**Brief**
Return, unchanged, every line starting at the one with "Query: blue jeans" and running through the last line of the material below, with nothing else added.

**Listed entries**
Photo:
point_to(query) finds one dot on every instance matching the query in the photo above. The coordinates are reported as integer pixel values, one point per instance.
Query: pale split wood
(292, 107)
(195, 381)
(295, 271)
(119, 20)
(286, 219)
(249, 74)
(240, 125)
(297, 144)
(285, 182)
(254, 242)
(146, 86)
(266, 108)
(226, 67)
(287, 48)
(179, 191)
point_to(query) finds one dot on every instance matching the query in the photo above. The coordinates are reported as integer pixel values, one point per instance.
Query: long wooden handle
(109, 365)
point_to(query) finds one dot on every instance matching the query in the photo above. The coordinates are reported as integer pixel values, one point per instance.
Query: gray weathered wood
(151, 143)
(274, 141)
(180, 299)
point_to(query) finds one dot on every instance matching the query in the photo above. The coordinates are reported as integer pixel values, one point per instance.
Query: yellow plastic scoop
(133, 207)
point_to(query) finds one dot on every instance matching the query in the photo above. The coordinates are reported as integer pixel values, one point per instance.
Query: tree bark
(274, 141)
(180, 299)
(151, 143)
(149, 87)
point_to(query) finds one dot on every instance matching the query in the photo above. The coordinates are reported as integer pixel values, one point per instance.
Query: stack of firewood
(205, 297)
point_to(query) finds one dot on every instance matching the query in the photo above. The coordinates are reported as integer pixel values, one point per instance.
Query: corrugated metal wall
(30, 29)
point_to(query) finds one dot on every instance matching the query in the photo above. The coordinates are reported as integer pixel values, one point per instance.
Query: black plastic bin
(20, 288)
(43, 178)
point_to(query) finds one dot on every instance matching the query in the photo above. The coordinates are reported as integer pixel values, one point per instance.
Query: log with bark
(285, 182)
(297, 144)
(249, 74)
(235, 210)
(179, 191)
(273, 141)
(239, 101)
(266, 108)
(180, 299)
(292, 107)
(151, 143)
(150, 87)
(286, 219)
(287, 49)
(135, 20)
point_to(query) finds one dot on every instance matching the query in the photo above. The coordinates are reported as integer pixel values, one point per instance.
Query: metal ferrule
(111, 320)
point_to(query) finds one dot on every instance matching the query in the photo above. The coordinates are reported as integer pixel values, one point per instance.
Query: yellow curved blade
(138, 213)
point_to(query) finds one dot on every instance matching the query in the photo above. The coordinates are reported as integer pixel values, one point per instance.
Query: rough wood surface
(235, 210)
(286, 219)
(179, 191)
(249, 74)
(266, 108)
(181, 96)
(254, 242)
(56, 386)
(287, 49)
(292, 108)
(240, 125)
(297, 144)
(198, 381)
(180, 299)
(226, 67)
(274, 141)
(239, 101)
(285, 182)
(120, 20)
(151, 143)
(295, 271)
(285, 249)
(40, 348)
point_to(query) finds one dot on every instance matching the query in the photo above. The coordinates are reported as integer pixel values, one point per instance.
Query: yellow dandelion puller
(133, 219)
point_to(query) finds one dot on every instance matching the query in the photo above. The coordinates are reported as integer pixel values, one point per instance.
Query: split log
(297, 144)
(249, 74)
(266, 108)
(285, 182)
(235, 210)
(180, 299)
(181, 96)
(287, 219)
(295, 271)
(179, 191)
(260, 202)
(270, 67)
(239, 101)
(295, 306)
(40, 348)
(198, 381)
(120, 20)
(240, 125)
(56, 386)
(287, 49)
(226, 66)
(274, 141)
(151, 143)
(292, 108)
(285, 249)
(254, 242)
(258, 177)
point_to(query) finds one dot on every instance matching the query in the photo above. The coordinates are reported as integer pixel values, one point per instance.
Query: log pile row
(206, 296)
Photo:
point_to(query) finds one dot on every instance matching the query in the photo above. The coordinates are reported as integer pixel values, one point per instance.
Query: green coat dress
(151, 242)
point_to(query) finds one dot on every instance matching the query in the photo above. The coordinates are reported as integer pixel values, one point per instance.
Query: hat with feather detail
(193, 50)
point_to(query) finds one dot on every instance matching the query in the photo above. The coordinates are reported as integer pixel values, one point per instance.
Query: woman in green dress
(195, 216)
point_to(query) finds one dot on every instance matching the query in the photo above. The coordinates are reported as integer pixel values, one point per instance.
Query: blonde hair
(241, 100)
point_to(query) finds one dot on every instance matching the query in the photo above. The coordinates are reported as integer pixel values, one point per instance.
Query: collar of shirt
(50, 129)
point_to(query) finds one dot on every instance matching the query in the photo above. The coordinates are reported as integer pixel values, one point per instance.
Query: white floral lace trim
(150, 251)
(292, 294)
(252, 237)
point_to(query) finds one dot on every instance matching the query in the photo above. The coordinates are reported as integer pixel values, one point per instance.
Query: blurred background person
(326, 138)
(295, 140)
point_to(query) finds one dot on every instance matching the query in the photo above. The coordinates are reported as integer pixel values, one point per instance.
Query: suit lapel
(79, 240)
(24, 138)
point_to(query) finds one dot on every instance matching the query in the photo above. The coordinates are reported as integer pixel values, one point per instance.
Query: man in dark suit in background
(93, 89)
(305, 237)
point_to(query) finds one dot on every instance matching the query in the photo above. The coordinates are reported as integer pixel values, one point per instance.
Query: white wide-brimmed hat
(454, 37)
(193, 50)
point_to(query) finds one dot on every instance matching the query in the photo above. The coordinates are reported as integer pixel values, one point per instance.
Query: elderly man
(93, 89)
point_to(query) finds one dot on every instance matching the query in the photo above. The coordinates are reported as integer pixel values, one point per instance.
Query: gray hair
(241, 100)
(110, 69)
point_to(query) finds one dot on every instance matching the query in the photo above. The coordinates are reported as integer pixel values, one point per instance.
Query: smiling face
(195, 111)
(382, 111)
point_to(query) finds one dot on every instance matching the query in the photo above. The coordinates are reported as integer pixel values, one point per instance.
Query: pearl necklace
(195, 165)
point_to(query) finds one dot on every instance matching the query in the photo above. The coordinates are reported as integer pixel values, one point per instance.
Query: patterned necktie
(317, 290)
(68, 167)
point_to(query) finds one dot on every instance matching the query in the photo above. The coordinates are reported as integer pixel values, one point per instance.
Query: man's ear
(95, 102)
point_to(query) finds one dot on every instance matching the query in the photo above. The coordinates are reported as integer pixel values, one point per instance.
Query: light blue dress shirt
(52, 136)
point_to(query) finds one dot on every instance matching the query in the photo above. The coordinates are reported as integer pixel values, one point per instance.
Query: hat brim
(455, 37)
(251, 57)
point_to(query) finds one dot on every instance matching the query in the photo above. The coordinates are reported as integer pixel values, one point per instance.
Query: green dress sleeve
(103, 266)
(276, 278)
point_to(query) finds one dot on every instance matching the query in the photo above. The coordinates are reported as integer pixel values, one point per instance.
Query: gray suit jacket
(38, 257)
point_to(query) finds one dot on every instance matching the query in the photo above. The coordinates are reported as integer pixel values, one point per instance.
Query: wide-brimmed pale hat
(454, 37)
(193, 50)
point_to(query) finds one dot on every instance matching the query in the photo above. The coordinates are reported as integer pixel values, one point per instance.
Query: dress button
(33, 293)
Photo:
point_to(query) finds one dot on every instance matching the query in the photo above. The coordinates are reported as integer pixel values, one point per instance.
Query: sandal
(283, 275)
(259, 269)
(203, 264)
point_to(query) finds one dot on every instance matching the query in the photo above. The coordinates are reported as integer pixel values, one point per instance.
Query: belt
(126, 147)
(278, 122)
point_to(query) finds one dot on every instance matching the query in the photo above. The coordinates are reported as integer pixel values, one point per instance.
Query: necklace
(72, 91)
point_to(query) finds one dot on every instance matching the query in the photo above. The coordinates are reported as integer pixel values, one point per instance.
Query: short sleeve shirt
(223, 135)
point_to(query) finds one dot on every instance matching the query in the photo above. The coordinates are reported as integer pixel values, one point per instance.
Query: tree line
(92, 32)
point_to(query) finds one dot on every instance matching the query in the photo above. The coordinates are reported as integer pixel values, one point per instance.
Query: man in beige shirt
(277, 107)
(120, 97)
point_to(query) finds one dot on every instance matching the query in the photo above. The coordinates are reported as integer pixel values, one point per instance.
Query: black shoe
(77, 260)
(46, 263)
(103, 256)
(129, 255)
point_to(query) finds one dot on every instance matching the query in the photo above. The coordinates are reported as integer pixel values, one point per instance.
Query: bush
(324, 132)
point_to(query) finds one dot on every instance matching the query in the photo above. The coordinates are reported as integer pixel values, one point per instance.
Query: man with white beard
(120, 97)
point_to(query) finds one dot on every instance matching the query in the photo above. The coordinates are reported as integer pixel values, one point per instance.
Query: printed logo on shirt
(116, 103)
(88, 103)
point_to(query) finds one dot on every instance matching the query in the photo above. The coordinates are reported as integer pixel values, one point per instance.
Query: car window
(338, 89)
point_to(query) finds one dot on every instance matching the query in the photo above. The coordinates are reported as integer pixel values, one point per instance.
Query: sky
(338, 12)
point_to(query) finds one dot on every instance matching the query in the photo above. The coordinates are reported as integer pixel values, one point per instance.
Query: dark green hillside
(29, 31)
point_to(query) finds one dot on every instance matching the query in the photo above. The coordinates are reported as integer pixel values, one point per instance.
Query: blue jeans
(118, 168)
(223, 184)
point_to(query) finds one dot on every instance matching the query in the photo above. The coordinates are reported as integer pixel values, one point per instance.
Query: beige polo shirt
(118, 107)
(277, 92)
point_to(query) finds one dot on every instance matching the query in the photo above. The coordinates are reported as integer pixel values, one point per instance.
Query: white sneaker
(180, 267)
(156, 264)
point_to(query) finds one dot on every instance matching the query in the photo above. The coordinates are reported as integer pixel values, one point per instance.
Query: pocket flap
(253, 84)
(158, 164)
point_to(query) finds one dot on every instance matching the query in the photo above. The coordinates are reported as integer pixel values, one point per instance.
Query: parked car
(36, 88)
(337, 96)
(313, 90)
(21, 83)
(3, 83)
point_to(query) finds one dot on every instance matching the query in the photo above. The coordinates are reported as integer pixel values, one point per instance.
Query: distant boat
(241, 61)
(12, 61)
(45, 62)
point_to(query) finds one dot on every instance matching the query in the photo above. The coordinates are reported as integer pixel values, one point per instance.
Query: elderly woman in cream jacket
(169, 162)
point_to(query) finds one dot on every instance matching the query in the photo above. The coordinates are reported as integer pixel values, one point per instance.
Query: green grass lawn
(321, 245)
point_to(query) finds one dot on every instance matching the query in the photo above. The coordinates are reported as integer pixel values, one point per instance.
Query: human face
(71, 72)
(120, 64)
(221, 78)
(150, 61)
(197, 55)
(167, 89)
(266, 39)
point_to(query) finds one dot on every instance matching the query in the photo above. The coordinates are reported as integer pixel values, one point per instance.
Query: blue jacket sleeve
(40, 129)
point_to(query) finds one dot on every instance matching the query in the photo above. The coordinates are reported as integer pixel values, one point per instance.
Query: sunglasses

**Answer to this task**
Query: blue jeans
(118, 168)
(223, 184)
point_to(query) finds one dot on every instance matching the query in the photo above. The coordinates are reported as integer pixel values, one point per instance.
Query: beige polo shirt
(118, 107)
(277, 92)
point_to(query) finds one dot on every instance matching the query in the photo above. The coordinates are reported as integer pixel values, one point per instance.
Query: white sneaker
(180, 267)
(156, 264)
point_to(query) finds one dot on every instance matching the query in the photo above. The coordinates are reported as integer pixel values, one point per instance.
Query: pocket flap
(253, 84)
(158, 164)
point_to(query) finds one dot on every instance matching the query in the photo above. The coordinates are reported as integer pixel values, one point per instance.
Query: parked car
(36, 88)
(337, 96)
(313, 90)
(21, 83)
(3, 83)
point_to(query) finds one dot on every instance matching the query in the photo above. The coordinates are reported as integer pixel values, one point per instance.
Query: distant boat
(241, 61)
(12, 61)
(45, 62)
point_to(query) finds one dot on every instance matching the query in the photo above. The coordinates are reported as integer pixel values, one point per instance.
Query: elderly woman in cream jacket
(169, 162)
point_to(query) finds one dot on every instance matching the query in the photo above. The coordinates are reported as integer pixel values, one point per instance.
Query: green grass lawn
(321, 245)
point_to(query) finds one dot on every instance matching the query in the photo above. The coordinates are reported as integer pixel values, one point per instance.
Query: human face
(71, 72)
(120, 64)
(221, 78)
(150, 61)
(197, 55)
(167, 89)
(266, 39)
point_to(query) finds one dot on every instance matching the query in the photo above. The coordinates are reported as integer pixel values, one point per instance.
Query: blue jacket sleeve
(40, 129)
point_to(query) finds one dot on every instance matching the query in the photo above. The coordinates are reported as integer pixel values, one point per instance.
Query: sunglasses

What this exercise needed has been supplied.